• [Task]: From the first line to the last, retype the data below exactly.

◆ ◆ ◆ ◆

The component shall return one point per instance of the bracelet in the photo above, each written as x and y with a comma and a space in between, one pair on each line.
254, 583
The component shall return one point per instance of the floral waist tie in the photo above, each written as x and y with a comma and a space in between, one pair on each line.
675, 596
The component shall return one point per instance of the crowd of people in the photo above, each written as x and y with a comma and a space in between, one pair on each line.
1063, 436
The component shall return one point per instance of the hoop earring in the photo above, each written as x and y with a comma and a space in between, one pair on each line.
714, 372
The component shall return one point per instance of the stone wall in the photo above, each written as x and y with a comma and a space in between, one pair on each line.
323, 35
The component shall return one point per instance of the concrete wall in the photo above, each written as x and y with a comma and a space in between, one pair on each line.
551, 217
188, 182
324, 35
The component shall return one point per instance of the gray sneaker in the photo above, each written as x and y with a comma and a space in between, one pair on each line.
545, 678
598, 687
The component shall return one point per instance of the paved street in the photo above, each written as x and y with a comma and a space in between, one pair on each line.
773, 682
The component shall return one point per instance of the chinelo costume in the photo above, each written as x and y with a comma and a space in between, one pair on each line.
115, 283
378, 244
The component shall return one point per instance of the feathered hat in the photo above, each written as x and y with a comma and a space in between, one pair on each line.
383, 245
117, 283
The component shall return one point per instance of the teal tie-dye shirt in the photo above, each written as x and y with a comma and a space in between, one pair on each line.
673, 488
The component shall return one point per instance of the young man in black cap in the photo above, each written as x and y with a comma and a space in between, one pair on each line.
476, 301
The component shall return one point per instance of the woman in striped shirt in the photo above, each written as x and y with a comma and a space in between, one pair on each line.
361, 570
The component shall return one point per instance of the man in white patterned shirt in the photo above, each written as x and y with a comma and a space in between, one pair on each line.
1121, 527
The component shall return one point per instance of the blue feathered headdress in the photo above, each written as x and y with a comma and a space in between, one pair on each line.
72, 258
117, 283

◆ ◆ ◆ ◆

• [Task solution]:
The component shall return one point per instance of the bracelet in the photo above, each written as x and y with a comma and a space in between, one pair on each line.
254, 583
The component shall return one point per instance of the floral waist tie in the photo above, each written as x and y with a comma and a space in between, one pair on each line.
675, 596
The component shall return one point per instance of the crowd of people in the photo above, each written as x and y with a comma and a space in between, one pair on each line.
1063, 436
The component shall return one point per instance of the hoop earring in the photo above, each written as x and y with a comma and a space in between, one pair on each line.
714, 372
The component shall return one point per instance of the stone wall in the photo above, each written as x and y with a comma and a space in between, one pair on each line.
323, 35
The component shall return one point per instance of the concrete wall in the photo above, each written as x and y with a comma and a space in between, one pair on each line.
551, 217
188, 182
324, 35
The component shall return one point per instance of the gray sneaker in the photo above, each written as x and y with a comma and a space in between, one pair on each line.
545, 678
598, 687
The component shall return one point per instance of the paved street in the photo above, each written as x and y with a comma and a space in between, one pair on each line.
773, 682
The component shall return one point per instance of the chinelo costume in the photo above, each written as x and y with a comma and a space in between, one pair on each line.
115, 283
378, 244
The component shall return one point per instance of the feathered hat in the photo above, each written as x and y with a comma and a space in between, one pair on each line.
383, 245
117, 283
The component shall return one point per instance of the teal tie-dye shirt in the photo above, each written as x and y with a comma and a space in between, one pair on each line.
673, 488
The component shall return one point per instance of the young man in black cap in the photo above, each written as x and y with a comma and a space in between, one pair on each line.
476, 301
The component shall return one point per instance of the woman in striped shirt in the photo above, each written as x and y with a comma and a space in between, one pair on each line.
361, 570
The component shall return one point per instance of the man in white patterned shirt in the photo above, each written as x and y with a comma and a space in between, one pair on each line.
1121, 527
The component shall return one point per instance of the blue feathered headdress in the photo above, each written as x and y with a comma and a space in between, one pair on each line.
72, 258
117, 283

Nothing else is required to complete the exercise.